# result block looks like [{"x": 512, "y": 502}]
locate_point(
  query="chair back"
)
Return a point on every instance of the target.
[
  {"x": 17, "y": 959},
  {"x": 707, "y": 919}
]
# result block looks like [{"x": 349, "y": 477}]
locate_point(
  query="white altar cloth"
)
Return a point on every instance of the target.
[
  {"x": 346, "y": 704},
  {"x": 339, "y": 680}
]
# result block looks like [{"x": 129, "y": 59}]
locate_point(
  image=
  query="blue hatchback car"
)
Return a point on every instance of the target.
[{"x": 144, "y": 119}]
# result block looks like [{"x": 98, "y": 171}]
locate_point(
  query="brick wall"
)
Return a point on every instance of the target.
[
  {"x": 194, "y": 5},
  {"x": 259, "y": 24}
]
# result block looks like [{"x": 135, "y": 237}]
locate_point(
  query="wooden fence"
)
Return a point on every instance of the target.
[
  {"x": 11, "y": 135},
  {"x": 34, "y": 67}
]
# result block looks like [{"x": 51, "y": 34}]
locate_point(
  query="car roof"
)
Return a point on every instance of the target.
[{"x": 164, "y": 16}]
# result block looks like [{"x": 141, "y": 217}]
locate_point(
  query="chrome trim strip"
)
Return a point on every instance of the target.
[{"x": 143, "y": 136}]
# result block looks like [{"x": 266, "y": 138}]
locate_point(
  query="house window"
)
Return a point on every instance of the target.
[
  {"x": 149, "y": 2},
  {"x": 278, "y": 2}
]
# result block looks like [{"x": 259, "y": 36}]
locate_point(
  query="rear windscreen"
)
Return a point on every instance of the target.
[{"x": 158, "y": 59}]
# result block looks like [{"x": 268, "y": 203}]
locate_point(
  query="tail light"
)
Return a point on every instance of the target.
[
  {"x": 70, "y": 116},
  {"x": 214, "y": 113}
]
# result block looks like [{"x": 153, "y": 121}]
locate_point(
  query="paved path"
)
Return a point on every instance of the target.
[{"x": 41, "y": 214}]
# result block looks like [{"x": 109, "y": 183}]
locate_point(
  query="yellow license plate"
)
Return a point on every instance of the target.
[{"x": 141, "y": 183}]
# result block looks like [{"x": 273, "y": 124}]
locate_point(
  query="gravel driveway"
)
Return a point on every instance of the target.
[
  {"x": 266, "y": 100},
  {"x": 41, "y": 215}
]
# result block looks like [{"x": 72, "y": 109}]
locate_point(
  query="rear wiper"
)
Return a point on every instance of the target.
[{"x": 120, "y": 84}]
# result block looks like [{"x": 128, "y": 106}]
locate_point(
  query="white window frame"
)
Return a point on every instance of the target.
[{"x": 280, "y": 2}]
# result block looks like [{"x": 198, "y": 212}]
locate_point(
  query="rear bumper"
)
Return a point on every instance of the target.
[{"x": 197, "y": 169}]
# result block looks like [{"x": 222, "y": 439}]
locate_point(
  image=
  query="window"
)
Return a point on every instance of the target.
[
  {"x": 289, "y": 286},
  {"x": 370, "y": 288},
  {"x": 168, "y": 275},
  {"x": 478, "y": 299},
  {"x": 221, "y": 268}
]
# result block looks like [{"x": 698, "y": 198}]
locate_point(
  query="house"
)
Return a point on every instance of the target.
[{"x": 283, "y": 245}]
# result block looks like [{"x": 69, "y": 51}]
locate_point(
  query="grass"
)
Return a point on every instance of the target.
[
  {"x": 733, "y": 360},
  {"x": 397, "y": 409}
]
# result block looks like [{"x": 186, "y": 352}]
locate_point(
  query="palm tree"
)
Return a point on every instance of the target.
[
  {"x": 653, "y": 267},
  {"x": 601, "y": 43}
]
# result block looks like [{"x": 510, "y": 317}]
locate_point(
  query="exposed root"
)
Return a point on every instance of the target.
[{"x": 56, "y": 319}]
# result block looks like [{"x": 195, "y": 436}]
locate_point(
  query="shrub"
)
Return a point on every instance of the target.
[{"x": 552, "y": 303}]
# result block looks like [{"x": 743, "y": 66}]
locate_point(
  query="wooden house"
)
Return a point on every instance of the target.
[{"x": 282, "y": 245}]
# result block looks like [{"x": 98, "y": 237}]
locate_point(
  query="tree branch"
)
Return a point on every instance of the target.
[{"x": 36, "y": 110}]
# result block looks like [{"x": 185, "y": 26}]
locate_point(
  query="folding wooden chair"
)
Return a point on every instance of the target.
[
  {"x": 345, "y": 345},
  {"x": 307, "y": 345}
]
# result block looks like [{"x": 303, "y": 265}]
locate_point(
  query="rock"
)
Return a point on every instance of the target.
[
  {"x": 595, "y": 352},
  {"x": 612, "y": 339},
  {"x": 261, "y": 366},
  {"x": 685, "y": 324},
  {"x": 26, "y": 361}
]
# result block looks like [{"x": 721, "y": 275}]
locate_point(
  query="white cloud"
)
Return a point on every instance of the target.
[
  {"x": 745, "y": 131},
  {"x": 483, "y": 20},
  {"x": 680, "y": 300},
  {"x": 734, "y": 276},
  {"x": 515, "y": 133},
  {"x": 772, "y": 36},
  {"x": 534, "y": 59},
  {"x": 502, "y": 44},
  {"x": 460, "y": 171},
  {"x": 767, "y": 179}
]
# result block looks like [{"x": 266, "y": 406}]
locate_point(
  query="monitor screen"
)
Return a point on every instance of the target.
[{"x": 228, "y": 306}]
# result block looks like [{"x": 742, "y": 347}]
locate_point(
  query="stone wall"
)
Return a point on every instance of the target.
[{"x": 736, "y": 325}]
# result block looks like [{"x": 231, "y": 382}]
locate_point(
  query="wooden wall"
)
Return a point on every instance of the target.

Written exercise:
Transcribe the material above word for word.

Correct result:
# result block looks like [{"x": 512, "y": 502}]
locate_point(
  query="chair back"
)
Return a point on every instance of the target.
[
  {"x": 17, "y": 959},
  {"x": 707, "y": 919}
]
# result block looks like [{"x": 349, "y": 477}]
locate_point(
  query="white altar cloth"
)
Return a point on every instance of the target.
[
  {"x": 346, "y": 704},
  {"x": 339, "y": 680}
]
# result block looks like [{"x": 129, "y": 59}]
locate_point(
  image=
  query="blue hatchback car"
)
Return a point on every instance of the target.
[{"x": 144, "y": 119}]
# result block looks like [{"x": 98, "y": 171}]
locate_point(
  query="brick wall"
)
Return a point on every instance of the target.
[
  {"x": 194, "y": 5},
  {"x": 259, "y": 24}
]
# result block looks like [{"x": 135, "y": 237}]
locate_point(
  query="wooden fence"
)
Return a point on every instance of the target.
[
  {"x": 11, "y": 135},
  {"x": 34, "y": 67}
]
# result block looks like [{"x": 51, "y": 34}]
locate_point(
  query="car roof"
)
Return a point on every instance of the target.
[{"x": 164, "y": 16}]
# result block looks like [{"x": 141, "y": 217}]
locate_point(
  query="chrome trim strip"
)
Return a point on every instance of the target.
[{"x": 143, "y": 136}]
# result block looks like [{"x": 266, "y": 138}]
locate_point(
  query="house window"
)
Return a point on every instance of the target.
[
  {"x": 149, "y": 2},
  {"x": 278, "y": 2}
]
# result block looks like [{"x": 259, "y": 36}]
locate_point(
  query="rear windscreen"
)
Return a point on every instance of the target.
[{"x": 158, "y": 59}]
# result block looks like [{"x": 268, "y": 203}]
locate_point(
  query="tail light"
)
Return a point on every instance of the target.
[
  {"x": 70, "y": 116},
  {"x": 214, "y": 113}
]
# result block looks like [{"x": 153, "y": 121}]
locate_point(
  query="paved path"
)
Return a point on every instance of the target.
[{"x": 41, "y": 214}]
# result block looks like [{"x": 109, "y": 183}]
locate_point(
  query="yellow license plate"
)
Return a point on every instance of the target.
[{"x": 141, "y": 183}]
# result block looks like [{"x": 273, "y": 124}]
locate_point(
  query="gravel driveway"
)
Return a point on every instance of the target.
[
  {"x": 266, "y": 100},
  {"x": 41, "y": 215}
]
# result block looks like [{"x": 72, "y": 109}]
locate_point(
  query="rear wiper"
)
Return a point on every instance of the target.
[{"x": 120, "y": 84}]
# result block looks like [{"x": 128, "y": 106}]
locate_point(
  query="white window frame"
)
Return a point on every instance of the target.
[{"x": 280, "y": 2}]
# result block looks like [{"x": 198, "y": 212}]
locate_point(
  query="rear bumper"
)
Return a point on every instance of the target.
[{"x": 197, "y": 169}]
# result block looks like [{"x": 222, "y": 439}]
locate_point(
  image=
  query="window"
)
Return a point on every instance of the target.
[
  {"x": 289, "y": 286},
  {"x": 370, "y": 288},
  {"x": 168, "y": 275},
  {"x": 478, "y": 299},
  {"x": 221, "y": 268}
]
# result block looks like [{"x": 698, "y": 198}]
locate_point(
  query="house"
)
Return a point on every instance of the target.
[{"x": 283, "y": 245}]
# result block looks like [{"x": 69, "y": 51}]
locate_point(
  query="grass"
)
Return a point on every instance of the target.
[
  {"x": 733, "y": 360},
  {"x": 397, "y": 409}
]
# result block looks like [{"x": 186, "y": 352}]
locate_point(
  query="palm tree"
)
Return a point on every instance of the target.
[
  {"x": 653, "y": 267},
  {"x": 601, "y": 43}
]
# result block looks like [{"x": 510, "y": 317}]
locate_point(
  query="exposed root"
)
Return a point on every instance of the target.
[{"x": 56, "y": 319}]
# result block looks like [{"x": 195, "y": 436}]
locate_point(
  query="shrub"
)
Return a point on every instance of the target.
[{"x": 552, "y": 303}]
# result block looks like [{"x": 743, "y": 66}]
locate_point(
  query="wooden house"
)
Return a point on every instance of the target.
[{"x": 282, "y": 245}]
# result block looks like [{"x": 98, "y": 237}]
locate_point(
  query="tree branch"
)
Return a point on every instance of the target.
[{"x": 36, "y": 110}]
# result block looks like [{"x": 185, "y": 26}]
locate_point(
  query="folding wooden chair"
)
Return a point on every instance of the target.
[
  {"x": 345, "y": 345},
  {"x": 307, "y": 345}
]
# result block looks like [{"x": 303, "y": 265}]
locate_point(
  query="rock"
)
Return a point on every instance of the target.
[
  {"x": 595, "y": 352},
  {"x": 612, "y": 339},
  {"x": 261, "y": 366},
  {"x": 685, "y": 324},
  {"x": 26, "y": 361}
]
# result block looks like [{"x": 721, "y": 275}]
locate_point(
  query="white cloud"
)
Return a point on every instance of the target.
[
  {"x": 745, "y": 131},
  {"x": 483, "y": 20},
  {"x": 680, "y": 300},
  {"x": 734, "y": 276},
  {"x": 515, "y": 133},
  {"x": 772, "y": 36},
  {"x": 534, "y": 59},
  {"x": 502, "y": 44},
  {"x": 460, "y": 171},
  {"x": 767, "y": 179}
]
# result block looks like [{"x": 266, "y": 406}]
locate_point(
  query="monitor screen"
)
Return a point on every instance of the target.
[{"x": 228, "y": 306}]
# result block looks like [{"x": 742, "y": 347}]
locate_point(
  query="stone wall"
)
Return a point on every instance of the target.
[{"x": 736, "y": 325}]
# result block looks like [{"x": 231, "y": 382}]
locate_point(
  query="wooden wall"
)
Return a point on every instance of the target.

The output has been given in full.